§ **WHAT YOU WILL DO**: Copy the data below line for line, changing nothing.
[start of INFORMATION SUPPLIED]
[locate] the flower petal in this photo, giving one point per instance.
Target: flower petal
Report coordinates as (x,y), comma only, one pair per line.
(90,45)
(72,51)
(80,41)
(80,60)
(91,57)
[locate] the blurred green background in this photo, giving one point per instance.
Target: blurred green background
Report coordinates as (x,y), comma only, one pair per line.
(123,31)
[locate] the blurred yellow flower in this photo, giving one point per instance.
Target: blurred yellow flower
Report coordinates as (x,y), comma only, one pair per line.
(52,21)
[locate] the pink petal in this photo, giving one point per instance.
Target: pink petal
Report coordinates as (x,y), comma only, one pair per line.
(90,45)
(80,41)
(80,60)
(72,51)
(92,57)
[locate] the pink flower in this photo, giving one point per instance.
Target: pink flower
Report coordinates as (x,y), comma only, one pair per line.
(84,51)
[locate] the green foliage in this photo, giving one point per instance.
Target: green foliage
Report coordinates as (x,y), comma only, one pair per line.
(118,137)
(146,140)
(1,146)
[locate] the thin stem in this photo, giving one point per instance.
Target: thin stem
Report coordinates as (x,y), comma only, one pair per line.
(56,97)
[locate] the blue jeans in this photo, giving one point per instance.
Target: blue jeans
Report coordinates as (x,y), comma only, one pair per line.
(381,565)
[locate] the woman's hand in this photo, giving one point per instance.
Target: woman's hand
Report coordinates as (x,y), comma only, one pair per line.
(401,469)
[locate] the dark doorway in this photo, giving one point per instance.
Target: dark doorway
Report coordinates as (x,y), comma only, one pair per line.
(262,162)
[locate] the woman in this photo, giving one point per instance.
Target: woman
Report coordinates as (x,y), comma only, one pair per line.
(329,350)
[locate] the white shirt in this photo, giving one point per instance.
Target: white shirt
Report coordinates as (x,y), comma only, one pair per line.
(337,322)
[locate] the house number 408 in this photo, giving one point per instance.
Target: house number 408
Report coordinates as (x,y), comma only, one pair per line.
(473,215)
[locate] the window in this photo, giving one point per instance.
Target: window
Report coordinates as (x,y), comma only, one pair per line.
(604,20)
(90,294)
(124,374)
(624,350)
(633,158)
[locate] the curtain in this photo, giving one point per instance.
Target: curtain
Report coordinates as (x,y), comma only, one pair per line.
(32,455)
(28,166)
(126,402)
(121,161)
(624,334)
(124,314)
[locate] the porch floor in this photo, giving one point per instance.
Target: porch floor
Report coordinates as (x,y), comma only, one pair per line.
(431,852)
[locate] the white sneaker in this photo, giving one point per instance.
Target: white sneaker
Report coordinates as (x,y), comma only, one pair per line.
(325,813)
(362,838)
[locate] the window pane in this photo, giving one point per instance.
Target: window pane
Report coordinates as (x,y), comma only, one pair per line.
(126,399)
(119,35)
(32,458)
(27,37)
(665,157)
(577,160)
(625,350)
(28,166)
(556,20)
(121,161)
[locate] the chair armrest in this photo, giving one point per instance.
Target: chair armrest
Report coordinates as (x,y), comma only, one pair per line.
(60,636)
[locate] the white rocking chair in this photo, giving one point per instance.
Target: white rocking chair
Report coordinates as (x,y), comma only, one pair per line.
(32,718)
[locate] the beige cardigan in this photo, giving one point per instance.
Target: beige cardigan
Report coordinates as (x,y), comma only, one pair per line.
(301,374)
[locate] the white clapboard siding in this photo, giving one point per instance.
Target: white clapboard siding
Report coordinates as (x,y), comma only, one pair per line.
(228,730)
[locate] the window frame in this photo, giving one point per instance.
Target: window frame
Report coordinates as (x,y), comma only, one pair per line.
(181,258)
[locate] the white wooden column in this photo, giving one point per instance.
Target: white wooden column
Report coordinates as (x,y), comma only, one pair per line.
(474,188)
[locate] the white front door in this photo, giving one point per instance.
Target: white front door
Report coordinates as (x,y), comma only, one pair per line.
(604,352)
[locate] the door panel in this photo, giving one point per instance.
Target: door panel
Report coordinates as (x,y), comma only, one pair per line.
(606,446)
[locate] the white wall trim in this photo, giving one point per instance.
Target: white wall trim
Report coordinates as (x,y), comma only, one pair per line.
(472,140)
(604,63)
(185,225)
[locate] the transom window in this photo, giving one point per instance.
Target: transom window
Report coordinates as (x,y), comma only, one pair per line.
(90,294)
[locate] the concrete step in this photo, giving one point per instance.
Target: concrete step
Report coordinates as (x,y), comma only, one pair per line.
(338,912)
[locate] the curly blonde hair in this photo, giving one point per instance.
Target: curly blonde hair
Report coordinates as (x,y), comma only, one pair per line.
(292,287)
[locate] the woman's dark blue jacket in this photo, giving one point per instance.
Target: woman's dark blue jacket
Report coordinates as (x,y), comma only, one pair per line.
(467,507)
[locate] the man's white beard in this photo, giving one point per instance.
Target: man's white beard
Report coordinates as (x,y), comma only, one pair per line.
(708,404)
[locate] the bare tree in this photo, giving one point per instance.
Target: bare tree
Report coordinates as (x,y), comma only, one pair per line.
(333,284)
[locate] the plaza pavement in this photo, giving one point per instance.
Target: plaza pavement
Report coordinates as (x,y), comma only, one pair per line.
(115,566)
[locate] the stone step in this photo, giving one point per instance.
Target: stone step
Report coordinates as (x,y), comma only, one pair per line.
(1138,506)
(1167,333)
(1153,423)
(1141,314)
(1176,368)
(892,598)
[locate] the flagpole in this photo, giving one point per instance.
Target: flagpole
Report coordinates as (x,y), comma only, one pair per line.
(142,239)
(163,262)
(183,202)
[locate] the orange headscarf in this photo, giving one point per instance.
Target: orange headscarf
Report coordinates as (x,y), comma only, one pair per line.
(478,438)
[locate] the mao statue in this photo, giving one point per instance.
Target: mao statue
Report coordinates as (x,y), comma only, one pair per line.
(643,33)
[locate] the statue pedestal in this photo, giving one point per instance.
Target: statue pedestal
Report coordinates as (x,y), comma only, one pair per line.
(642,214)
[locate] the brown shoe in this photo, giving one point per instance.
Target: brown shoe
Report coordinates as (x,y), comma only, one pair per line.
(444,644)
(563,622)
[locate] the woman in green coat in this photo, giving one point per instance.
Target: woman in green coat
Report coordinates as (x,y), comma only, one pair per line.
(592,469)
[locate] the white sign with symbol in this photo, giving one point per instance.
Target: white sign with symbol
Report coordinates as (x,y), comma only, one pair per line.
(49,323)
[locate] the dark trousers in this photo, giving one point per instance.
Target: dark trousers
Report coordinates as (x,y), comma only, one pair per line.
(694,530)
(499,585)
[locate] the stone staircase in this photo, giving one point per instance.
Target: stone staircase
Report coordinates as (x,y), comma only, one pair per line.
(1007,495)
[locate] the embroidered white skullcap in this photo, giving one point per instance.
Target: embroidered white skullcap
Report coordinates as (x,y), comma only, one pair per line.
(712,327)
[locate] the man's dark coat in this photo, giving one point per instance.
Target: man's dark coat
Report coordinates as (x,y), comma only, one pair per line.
[end of INFORMATION SUPPLIED]
§ **FINISHED EXERCISE**:
[locate] the flower petal in this photo, giving one point per instance.
Target: flower petal
Report coordinates as (x,y), comma only, one pair per line.
(90,45)
(72,51)
(80,41)
(80,60)
(91,57)
[locate] the blurred green background in this photo, giving one point per instance.
Target: blurred green background
Report coordinates as (x,y), comma only, one pair per line.
(123,31)
[locate] the blurred yellow flower in this photo, giving one point per instance.
Target: blurred yellow flower
Report coordinates as (x,y), comma only, one pair per line.
(52,21)
[locate] the pink petal in this photo, giving one point per instance.
Target: pink petal
Report coordinates as (x,y), comma only, one pair per line.
(90,45)
(80,41)
(80,60)
(72,51)
(92,57)
[locate] the pink flower in this photo, giving one point per instance.
Target: pink flower
Report coordinates as (x,y), comma only, one pair per line.
(84,51)
[locate] the green foliage in this photo, giving one point per instance.
Target: green foliage
Report coordinates as (x,y), comma only, one pair per line.
(118,137)
(146,140)
(1,146)
[locate] the thin stem in this photo, giving one point per instance.
Target: thin stem
Report coordinates as (x,y), comma only, one pair per line.
(56,97)
[locate] the blue jeans in this photo, giving one point per instance.
Target: blue jeans
Report coordinates as (x,y), comma only, one pair per line.
(381,565)
[locate] the woman's hand in this photo, giving one point per instance.
Target: woman's hand
Report coordinates as (x,y), comma only, one pair per line.
(401,469)
[locate] the dark doorway in this photo, giving one point per instance.
Target: dark doorway
Report coordinates as (x,y), comma only, one pair per line.
(262,162)
[locate] the woman in this photo, giving one point per instance.
Target: woman
Report coordinates as (x,y), comma only, one pair per line.
(329,350)
[locate] the white shirt in this photo, giving one point per instance.
Target: white shirt
Report coordinates as (x,y), comma only, one pair per line.
(337,322)
[locate] the house number 408 in this photo, giving one point per instance.
Target: house number 408
Report coordinates as (x,y), comma only, one pair per line.
(473,215)
[locate] the window in this photo, giving one point per instance.
Target: window
Report coordinates as (x,y), comma only, one pair per line.
(604,20)
(90,294)
(124,374)
(624,350)
(633,158)
[locate] the curtain in this photo, giving one point per instance.
Target: curtain
Report coordinates as (x,y), comma only, one pair per line.
(32,455)
(28,166)
(126,402)
(121,161)
(624,334)
(124,314)
[locate] the porch floor in this photo, giving one point per instance.
Target: porch floor
Report coordinates as (x,y), comma only, one pair per line.
(431,852)
[locate] the white sneaker in this photo, giving one point per instance.
Target: white sneaker
Report coordinates as (x,y), comma only, one pair per line.
(325,813)
(362,838)
[locate] the window pane in this photo, giving one point per instance.
Target: window pane
Report coordinates as (x,y), comma only, one pair per line.
(126,399)
(119,35)
(32,458)
(27,37)
(665,157)
(577,160)
(625,350)
(28,166)
(556,20)
(121,161)
[locate] the chair armrest in this photo, giving one point per instance.
Target: chair armrest
Report coordinates as (x,y), comma only, one pair per line.
(60,636)
[locate] the white rocking chair in this photo, giving one point per instance.
Target: white rocking chair
Report coordinates as (x,y), comma only, one pair per line.
(32,718)
[locate] the beige cardigan in this photo, giving one point per instance.
Target: beige cardigan
Report coordinates as (x,y), comma only, one pair per line.
(301,374)
[locate] the white clapboard siding in this photo, giving one point per instance.
Target: white clapboard siding
Report coordinates as (x,y), comma only, one pair per line.
(228,730)
[locate] the window frame in this photo, giving one point per instance.
Target: window frame
Report coordinates as (x,y), comma only, one pair per line.
(181,258)
[locate] the white wooden column in this photo, giving one point per instance.
Target: white wooden column
Report coordinates as (x,y), comma only, one pair per line.
(474,188)
[locate] the white front door in this photo, giving one point per instance.
Target: white front door
Report coordinates as (x,y), comma only, one pair per line.
(604,352)
[locate] the door panel in this photo, giving one point per instance.
Target: door panel
Report coordinates as (x,y), comma only, one pair per line.
(606,446)
[locate] the white wall trim in this photo, giving one point per instance.
Target: white wall trim
Report coordinates as (x,y), comma only, one pair per line.
(472,140)
(604,63)
(185,225)
[locate] the transom window in this photo, giving one point per instance.
Target: transom window
Report coordinates as (x,y), comma only, one pair per line.
(90,294)
[locate] the concrete step in this photo, giving one point per instance.
Target: concrete step
Report coordinates as (x,y), comma only, one pair per line.
(338,912)
[locate] the curly blonde hair in this photo, giving one point per instance.
Target: curly blonde hair
Report coordinates as (x,y), comma only, one pair per line.
(292,287)
[locate] the woman's dark blue jacket in this photo, giving one point per instance.
Target: woman's dark blue jacket
Report coordinates as (x,y), comma only, one pair per line.
(467,507)
[locate] the man's white beard in this photo, giving one point per instance.
Target: man's white beard
Report coordinates as (x,y), comma only, one pair per line.
(708,404)
[locate] the bare tree in this photo, giving one point per instance.
Target: bare tree
Report coordinates as (x,y), comma only, one pair per line.
(333,284)
[locate] the plaza pavement in this photo, giving one point per instance.
Target: plaza pavement
Report coordinates as (x,y), comma only, one pair per line.
(115,566)
[locate] the stone step in this photo, giving one point per instance.
Target: stone step
Report coordinates as (x,y), comma only, one pair per line.
(1138,506)
(1167,333)
(1153,423)
(1141,314)
(1176,368)
(892,598)
[locate] the flagpole in this photo, giving one point per instance.
Target: flagpole
Report coordinates as (x,y), comma only, one pair per line.
(142,239)
(163,262)
(183,202)
[locate] the orange headscarf in this photo, giving one point per instance.
Target: orange headscarf
Report coordinates as (x,y), comma only, one pair per line.
(478,438)
[locate] the mao statue in this photo, giving one point per instance.
Target: mao statue
Report coordinates as (x,y), comma only, one pair per line.
(643,33)
[locate] the statue pedestal in this photo, giving one point per instance.
Target: statue pedestal
Report coordinates as (x,y), comma only, one pair per line.
(642,214)
[locate] the brown shoe in this photo, giving one point per instance.
Target: brown shoe
Report coordinates as (x,y), comma only, one pair per line.
(444,644)
(563,622)
[locate] the woman in green coat in this photo, giving one point per instance.
Target: woman in green coat
Report coordinates as (x,y), comma only, one pair per line.
(592,469)
[locate] the white sign with symbol in this photo, giving one point per instance.
Target: white sign with symbol
Report coordinates as (x,y), comma only, one pair per line.
(49,323)
[locate] the dark trousers in this photo, giving one point per instance.
Target: dark trousers
Report coordinates as (x,y), comma only, one pair per line.
(694,530)
(499,585)
[locate] the stone staircase in this photo, giving one point per instance.
Target: stone staircase
Report coordinates as (x,y), comma only, one pair per line.
(1007,495)
[locate] the embroidered white skullcap in this photo, giving one point per instance.
Target: embroidered white skullcap
Report coordinates as (x,y), comma only, one pair per line.
(712,327)
[locate] the man's dark coat in this photo, giving one point per instance.
Target: man's dark coat
Report coordinates as (x,y), comma only, one pair per line.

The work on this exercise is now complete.